- TASKS TO COMPLETE
(a) Translate the sentence "We implement multi-strategy duplicate detection" from the duplicate detection decision record into French.
(b) Carry on the duplicate detection decision record from its last line.

- DOCUMENT TEXT
──────────

ADR-038: Duplicate Detection
Status
Implemented
Date
2025-01-16 (Retrospective)
Decision Makers
- AI/ML Team - Detection approach
- Product Team - Requirements management
Layer
AI-ML
Related ADRs
- ADR-017: Dual Embedding Strategy
- ADR-018: Semantic Search with pgvector
Supersedes
None
Depends On
- ADR-017: Dual Embedding Strategy
- ADR-018: Semantic Search with pgvector
Context
Duplicate content is a common problem:
- Data Quality: Duplicates confuse users
- Wasted Effort: Implementing same requirement twice
- Traceability: Hard to track if duplicated
- Search Noise: Duplicates clutter results
- Detection Methods: Text matching misses semantic duplicates
Requirements:
- Detect semantically similar content
- Configurable similarity threshold
- Multiple detection strategies
- Real-time on creation
- Batch processing for cleanup
Decision
We implement multi-strategy duplicate detection:
Key Design Decisions
- Vector Strategy: Embedding cosine similarity
- Text Strategy: Fuzzy text matching
- Keyword Strategy: TF-IDF based comparison
- Configurable Thresholds: Per-strategy and global
- UI Integration: Warn on creation, batch detection
Detection Strategies
| Strategy | Threshold | Use Case |
|---|---|---|
| Vector | 0.85+ | Semantic duplicates |
| Text | 0.90+ | Near-exact matches |
| Keyword | 0.80+ | Topic duplicates |
Detection Algorithm
async def find_duplicates(
text: str,
entity_type: str,
threshold: float = 0.5,
strategies: list[str] = ["vector", "text", "keyword"]
) -> list[DuplicateMatch]:
"""Find potential duplicates using multiple strategies."""
matches = []
if "vector" in strategies:
# Semantic similarity via embeddings
embedding = await generate_embedding(text)
vector_matches = await pgvector_similarity_search(
embedding, entity_type, threshold=0.85
)
matches.extend(vector_matches)
if "text" in strategies:
# Fuzzy text matching
text_matches = await fuzzy_text_search(
text, entity_type, threshold=0.90
)
matches.extend(text_matches)

──────────

Entries from a collection
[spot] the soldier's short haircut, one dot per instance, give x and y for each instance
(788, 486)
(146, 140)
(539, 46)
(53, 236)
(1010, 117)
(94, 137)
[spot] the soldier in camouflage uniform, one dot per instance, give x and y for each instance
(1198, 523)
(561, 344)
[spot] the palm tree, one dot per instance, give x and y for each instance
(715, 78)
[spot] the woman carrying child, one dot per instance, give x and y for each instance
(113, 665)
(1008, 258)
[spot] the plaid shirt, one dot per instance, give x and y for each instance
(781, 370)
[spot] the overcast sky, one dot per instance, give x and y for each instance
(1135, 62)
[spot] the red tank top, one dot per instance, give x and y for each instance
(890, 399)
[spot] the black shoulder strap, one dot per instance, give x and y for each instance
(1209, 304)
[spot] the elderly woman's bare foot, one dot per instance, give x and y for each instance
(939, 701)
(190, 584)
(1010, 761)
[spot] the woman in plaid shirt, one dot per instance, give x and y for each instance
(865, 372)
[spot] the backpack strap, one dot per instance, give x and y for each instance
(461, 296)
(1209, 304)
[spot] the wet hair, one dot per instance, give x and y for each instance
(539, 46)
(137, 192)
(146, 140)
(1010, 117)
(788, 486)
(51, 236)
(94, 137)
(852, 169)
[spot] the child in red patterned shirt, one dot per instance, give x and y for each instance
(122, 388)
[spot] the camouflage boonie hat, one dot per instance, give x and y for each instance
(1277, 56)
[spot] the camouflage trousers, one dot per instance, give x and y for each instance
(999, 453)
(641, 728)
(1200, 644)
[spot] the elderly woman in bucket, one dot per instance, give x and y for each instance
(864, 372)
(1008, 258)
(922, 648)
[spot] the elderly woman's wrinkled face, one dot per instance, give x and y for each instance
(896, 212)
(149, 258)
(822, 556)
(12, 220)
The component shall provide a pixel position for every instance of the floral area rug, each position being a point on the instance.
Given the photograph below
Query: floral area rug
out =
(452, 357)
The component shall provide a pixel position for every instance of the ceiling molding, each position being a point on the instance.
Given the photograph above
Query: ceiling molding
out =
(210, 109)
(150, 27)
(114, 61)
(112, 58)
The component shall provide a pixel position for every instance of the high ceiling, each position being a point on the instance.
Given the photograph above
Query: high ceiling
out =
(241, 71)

──────────

- SOLVED TASKS
(a) Nous mettons en œuvre une détection des doublons reposant sur plusieurs stratégies.

(b)
if "keyword" in strategies:
# TF-IDF keyword matching
keyword_matches = await keyword_similarity_search(
text, entity_type, threshold=0.80
)
matches.extend(keyword_matches)
# Deduplicate and merge scores
return merge_and_rank_matches(matches)
API Endpoint
POST /api/v1/requirements/check-duplicates
{
"title": "Implement user authentication",
"description": "Add OAuth2 login functionality"
}
Response:
{
"duplicates": [
{
"id": "REQ-000042",
"title": "User login via OAuth",
"similarity": 0.89,
"strategy": "vector"
}
],
"threshold": 0.5
}
Real-time Detection
// Check for duplicates before saving
const handleSubmit = async (data: RequirementCreate) => {
const duplicates = await checkDuplicates(data);
if (duplicates.length > 0) {
const confirmed = await showDuplicateWarning(duplicates);
if (!confirmed) return;
}
await createRequirement(data);
};
Consequences
Positive
- Semantic Detection: Catches meaning-based duplicates
- Multiple Strategies: Different strengths combined
- Configurable: Thresholds adjustable in settings
- Real-time: Prevents duplicates before creation
- Batch Mode: Clean up existing data
Negative
- False Positives: Similar but distinct items flagged
- Performance: Multiple strategy checks take time
- Threshold Tuning: Requires experimentation
- Embedding Dependency: Vector strategy needs embeddings
Neutral
- User Confirmation: Final decision with user
- Storage: Each strategy may need different indexes
Implementation Status
- Core implementation complete
- Tests written and passing
- Documentation updated
- Migration/upgrade path defined
- Monitoring/observability in place
Implementation Details
- Service:
backend/services/duplicate_detection.py - API:
backend/api/v1/requirements.py:check_duplicates - Frontend:
frontend/src/components/DuplicateWarning.tsx - Settings: App Settings → Duplicate Detection Threshold
LLM Council Review
Review Date: 2025-01-16 Confidence Level: High (100%) Verdict: REQUEST CHANGES
Quality Metrics
- Consensus Strength Score (CSS): 0.90
- Deliberation Depth Index (DDI): 0.88
Council Feedback Summary
Multi-strategy concept is architecturally sound, but the implementation logic (matches.extend) creates an unconditional OR that will cause high false positive rates and severe performance bottlenecks during alert storms.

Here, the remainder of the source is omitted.